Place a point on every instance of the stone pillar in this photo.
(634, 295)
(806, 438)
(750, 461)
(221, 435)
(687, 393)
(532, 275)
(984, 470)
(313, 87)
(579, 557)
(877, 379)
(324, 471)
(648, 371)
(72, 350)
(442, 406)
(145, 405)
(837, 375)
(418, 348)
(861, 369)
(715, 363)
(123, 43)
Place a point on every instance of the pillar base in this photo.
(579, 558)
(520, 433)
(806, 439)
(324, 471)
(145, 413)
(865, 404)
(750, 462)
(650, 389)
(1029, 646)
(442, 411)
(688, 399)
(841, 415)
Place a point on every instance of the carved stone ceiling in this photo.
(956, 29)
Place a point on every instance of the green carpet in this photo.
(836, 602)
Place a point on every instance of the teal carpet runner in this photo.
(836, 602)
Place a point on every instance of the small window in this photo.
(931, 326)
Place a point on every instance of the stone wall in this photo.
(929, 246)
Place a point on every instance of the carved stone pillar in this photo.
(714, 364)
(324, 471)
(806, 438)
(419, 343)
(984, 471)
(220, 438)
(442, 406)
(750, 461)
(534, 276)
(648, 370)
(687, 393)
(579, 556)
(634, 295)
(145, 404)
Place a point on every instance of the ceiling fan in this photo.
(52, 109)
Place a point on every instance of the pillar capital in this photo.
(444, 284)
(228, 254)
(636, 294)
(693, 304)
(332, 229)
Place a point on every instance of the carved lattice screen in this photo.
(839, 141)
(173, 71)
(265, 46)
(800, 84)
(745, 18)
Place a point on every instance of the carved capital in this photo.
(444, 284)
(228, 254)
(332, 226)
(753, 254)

=== TASK DIRECTIONS ===
Write out exactly the lines of the entries above that run from the line containing "Place a point on every instance of the teal" through the last line, including both.

=== SOLUTION BELOW ===
Place a point on every instance of the teal carpet runner in this photo.
(836, 602)
Place a point on every instance of the small window in this photo.
(931, 326)
Place a point on every instance of the stone wall in this photo.
(929, 246)
Place a point on every instance of the carved stone pillar in this photo.
(714, 364)
(324, 471)
(806, 438)
(419, 343)
(984, 471)
(220, 438)
(442, 406)
(750, 461)
(534, 276)
(648, 370)
(687, 393)
(579, 556)
(634, 295)
(145, 404)
Place a point on every instance of the ceiling fan in this photo.
(52, 109)
Place a point on every instance of the pillar capital in this photo.
(444, 284)
(228, 254)
(636, 294)
(693, 304)
(332, 229)
Place a point on every instance of the carved lattice screen in this photo.
(839, 141)
(173, 71)
(265, 46)
(800, 84)
(745, 18)
Place a point on every instance of the carved capital in this photo.
(444, 284)
(228, 254)
(332, 226)
(753, 254)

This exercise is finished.